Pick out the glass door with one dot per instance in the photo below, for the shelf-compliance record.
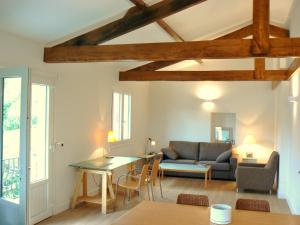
(40, 154)
(14, 138)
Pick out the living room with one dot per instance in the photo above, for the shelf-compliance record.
(82, 109)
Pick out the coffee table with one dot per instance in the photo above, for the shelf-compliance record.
(190, 168)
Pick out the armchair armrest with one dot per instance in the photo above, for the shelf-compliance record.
(257, 178)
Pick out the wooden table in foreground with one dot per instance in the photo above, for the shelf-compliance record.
(158, 213)
(188, 168)
(104, 167)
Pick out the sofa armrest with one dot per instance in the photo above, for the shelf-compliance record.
(252, 164)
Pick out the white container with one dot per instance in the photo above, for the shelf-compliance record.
(220, 214)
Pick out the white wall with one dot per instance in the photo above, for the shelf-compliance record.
(288, 129)
(82, 110)
(177, 111)
(83, 116)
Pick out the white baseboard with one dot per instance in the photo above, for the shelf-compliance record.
(60, 208)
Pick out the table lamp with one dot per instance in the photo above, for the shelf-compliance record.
(111, 137)
(150, 143)
(249, 140)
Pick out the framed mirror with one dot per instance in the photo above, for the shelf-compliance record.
(223, 127)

▶ Problem requirements
Rewrite the items above with every instance of "white" swapped for "cream", leaving all else unchanged. Omit the pictures from your answer.

▶ Solution below
Pick out the glass door with one dot per instance in the photo below, for the shelf-compliance record.
(40, 154)
(14, 138)
Pick out the living room with one dot per instance in the photo above, for the shelf-compliance record.
(82, 109)
Pick out the coffee table with one dot per instance in the photo above, for the shelf-compliance record.
(190, 168)
Pick out the armchair armrest with one dot per instance in the photo above, for the shelf-compliance record.
(257, 178)
Pick out the wooden table in foreground with one dot per instance in the photo above, for the shelf-compliance record.
(158, 213)
(188, 168)
(104, 167)
Pick out the sofa armrest with one dot per instance in the photo above, for the shelf-compliance record.
(252, 164)
Pick out the cream container with one dot per instance in the photo above, for the shelf-compliance record.
(220, 214)
Pick out the cream wall with one dot per instance in the photo above, for the shelf-compliance record.
(288, 129)
(82, 110)
(177, 111)
(83, 116)
Pick out the cream baseboard with one dot per instance in the photo above, for the shelf-compliance record.
(60, 208)
Pick out the table lamp with one dot per instance in the photo above, for the shelf-compliance record.
(111, 137)
(150, 143)
(249, 140)
Pick out the framed mirror with one dot per instance in the photo above, for the shelf-compliance record.
(223, 127)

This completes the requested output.